_Instructions to follow_
Your task is to print every entry below exactly as given.

_Dataset records_
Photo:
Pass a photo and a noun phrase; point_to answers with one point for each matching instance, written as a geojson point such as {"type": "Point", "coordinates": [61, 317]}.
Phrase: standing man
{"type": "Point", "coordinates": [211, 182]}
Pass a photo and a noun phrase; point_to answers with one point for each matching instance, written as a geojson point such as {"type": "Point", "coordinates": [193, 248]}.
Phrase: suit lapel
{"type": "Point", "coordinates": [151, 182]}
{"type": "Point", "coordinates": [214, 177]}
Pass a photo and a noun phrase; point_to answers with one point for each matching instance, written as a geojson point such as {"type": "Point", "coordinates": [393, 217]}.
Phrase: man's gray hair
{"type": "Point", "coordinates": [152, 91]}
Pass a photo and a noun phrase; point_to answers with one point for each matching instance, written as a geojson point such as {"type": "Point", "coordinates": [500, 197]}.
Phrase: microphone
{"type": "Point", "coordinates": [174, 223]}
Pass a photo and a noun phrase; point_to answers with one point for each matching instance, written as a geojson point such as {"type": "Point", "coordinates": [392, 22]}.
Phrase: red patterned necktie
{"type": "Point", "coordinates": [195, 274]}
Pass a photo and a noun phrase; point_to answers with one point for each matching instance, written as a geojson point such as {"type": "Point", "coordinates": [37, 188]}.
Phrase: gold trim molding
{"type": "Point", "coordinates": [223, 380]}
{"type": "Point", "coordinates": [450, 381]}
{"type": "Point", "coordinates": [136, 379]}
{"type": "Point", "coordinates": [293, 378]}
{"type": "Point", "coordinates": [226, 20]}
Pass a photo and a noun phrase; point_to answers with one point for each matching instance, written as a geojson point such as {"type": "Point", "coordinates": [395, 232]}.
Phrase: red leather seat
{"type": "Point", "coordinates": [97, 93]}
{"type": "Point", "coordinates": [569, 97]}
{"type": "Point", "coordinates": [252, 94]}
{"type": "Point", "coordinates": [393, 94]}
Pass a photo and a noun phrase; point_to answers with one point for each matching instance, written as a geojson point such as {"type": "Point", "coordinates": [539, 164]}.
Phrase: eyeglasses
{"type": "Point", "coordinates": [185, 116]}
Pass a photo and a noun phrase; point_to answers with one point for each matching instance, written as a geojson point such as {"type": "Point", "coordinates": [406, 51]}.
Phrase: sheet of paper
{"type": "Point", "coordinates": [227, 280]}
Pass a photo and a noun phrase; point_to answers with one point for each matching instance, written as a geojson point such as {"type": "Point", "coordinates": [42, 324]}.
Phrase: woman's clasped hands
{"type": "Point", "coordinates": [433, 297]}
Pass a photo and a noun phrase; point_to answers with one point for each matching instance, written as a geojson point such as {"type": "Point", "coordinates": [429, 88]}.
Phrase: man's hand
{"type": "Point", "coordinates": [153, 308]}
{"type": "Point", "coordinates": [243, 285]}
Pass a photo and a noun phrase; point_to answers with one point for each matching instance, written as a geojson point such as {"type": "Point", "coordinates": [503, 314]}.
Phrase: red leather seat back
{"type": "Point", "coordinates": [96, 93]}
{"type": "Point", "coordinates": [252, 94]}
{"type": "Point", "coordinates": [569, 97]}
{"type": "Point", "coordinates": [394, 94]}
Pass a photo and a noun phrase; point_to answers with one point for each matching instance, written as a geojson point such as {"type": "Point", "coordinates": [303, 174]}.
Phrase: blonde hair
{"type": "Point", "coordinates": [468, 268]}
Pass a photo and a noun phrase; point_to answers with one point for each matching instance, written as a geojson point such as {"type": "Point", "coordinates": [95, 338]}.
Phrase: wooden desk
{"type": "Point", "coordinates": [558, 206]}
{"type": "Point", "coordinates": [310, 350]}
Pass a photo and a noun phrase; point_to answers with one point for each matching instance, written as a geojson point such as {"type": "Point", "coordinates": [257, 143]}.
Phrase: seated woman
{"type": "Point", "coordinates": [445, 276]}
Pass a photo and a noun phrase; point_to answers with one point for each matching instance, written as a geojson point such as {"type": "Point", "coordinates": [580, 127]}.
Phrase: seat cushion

_Problem solution_
Photo:
Pass a photo and a noun phrase; point_to answers with one point for each matching instance, written as a geojson point such as {"type": "Point", "coordinates": [61, 317]}.
Phrase: standing man
{"type": "Point", "coordinates": [211, 182]}
Pass a photo and a noun phrase; point_to answers with one point for each matching instance, written as a geojson point such as {"type": "Point", "coordinates": [193, 248]}.
Phrase: suit lapel
{"type": "Point", "coordinates": [151, 182]}
{"type": "Point", "coordinates": [214, 177]}
Pass a photo and a noun phrase; point_to answers with one point for each matching instance, written as a geojson point such as {"type": "Point", "coordinates": [393, 217]}.
Phrase: man's gray hair
{"type": "Point", "coordinates": [152, 91]}
Pass a photo and a noun phrase; point_to answers with one point for each matching instance, written as a geojson point such as {"type": "Point", "coordinates": [500, 197]}.
Phrase: microphone
{"type": "Point", "coordinates": [174, 223]}
Pass a photo and a noun phrase; point_to answers with one point for each matching instance, written as a geojson point such as {"type": "Point", "coordinates": [392, 22]}.
Phrase: red patterned necktie
{"type": "Point", "coordinates": [195, 274]}
Pass a photo and a noun phrase; point_to answers with one point for each matching instance, written as a geojson point such as {"type": "Point", "coordinates": [37, 188]}.
Phrase: gold trim molding
{"type": "Point", "coordinates": [223, 380]}
{"type": "Point", "coordinates": [450, 381]}
{"type": "Point", "coordinates": [136, 379]}
{"type": "Point", "coordinates": [293, 378]}
{"type": "Point", "coordinates": [226, 20]}
Pass a photo and a noun phrase; point_to answers with one point for each matching instance, written as a geojson point such as {"type": "Point", "coordinates": [395, 232]}.
Phrase: red leather seat
{"type": "Point", "coordinates": [97, 93]}
{"type": "Point", "coordinates": [569, 97]}
{"type": "Point", "coordinates": [252, 94]}
{"type": "Point", "coordinates": [393, 94]}
Pass a photo and a noun phrase; point_to answers with one point for each matching instance, written as a geojson point such as {"type": "Point", "coordinates": [539, 164]}.
Phrase: eyeglasses
{"type": "Point", "coordinates": [185, 116]}
Pass a photo and a noun phrase; point_to answers with one point for each matching instance, written as a geojson point such as {"type": "Point", "coordinates": [406, 51]}.
Phrase: sheet of paper
{"type": "Point", "coordinates": [227, 280]}
Pass a photo and a noun phrase; point_to answers with one point for each matching instance, written as a geojson point such as {"type": "Point", "coordinates": [42, 324]}.
Phrase: woman's clasped hands
{"type": "Point", "coordinates": [433, 297]}
Pass a photo and a noun phrase; point_to answers with one point for each matching instance, written as a geojson point such as {"type": "Point", "coordinates": [429, 88]}.
Phrase: man's hand
{"type": "Point", "coordinates": [153, 308]}
{"type": "Point", "coordinates": [243, 285]}
Pass a photo and a noun phrase; point_to answers with one point for each matching instance, written as a geojson point such as {"type": "Point", "coordinates": [503, 314]}.
Phrase: red leather seat back
{"type": "Point", "coordinates": [96, 93]}
{"type": "Point", "coordinates": [252, 94]}
{"type": "Point", "coordinates": [569, 97]}
{"type": "Point", "coordinates": [394, 94]}
Pass a photo and a noun phrase; point_to answers with one point for each matching instance, written as a geojson point such as {"type": "Point", "coordinates": [303, 174]}.
Phrase: blonde hair
{"type": "Point", "coordinates": [468, 268]}
Pass a photo and a noun phrase; point_to answers with one point for each matching instance, written as a geojson point such as {"type": "Point", "coordinates": [95, 338]}.
Phrase: wooden desk
{"type": "Point", "coordinates": [558, 206]}
{"type": "Point", "coordinates": [310, 350]}
Pass a photo and a noun phrase; point_to answers with one point for each matching instance, written as a geojson point such as {"type": "Point", "coordinates": [257, 143]}.
Phrase: seated woman
{"type": "Point", "coordinates": [445, 276]}
Pass a photo and a noun phrase; point_to answers with one point for each matching instance, written as a geojson point such as {"type": "Point", "coordinates": [580, 127]}.
Phrase: seat cushion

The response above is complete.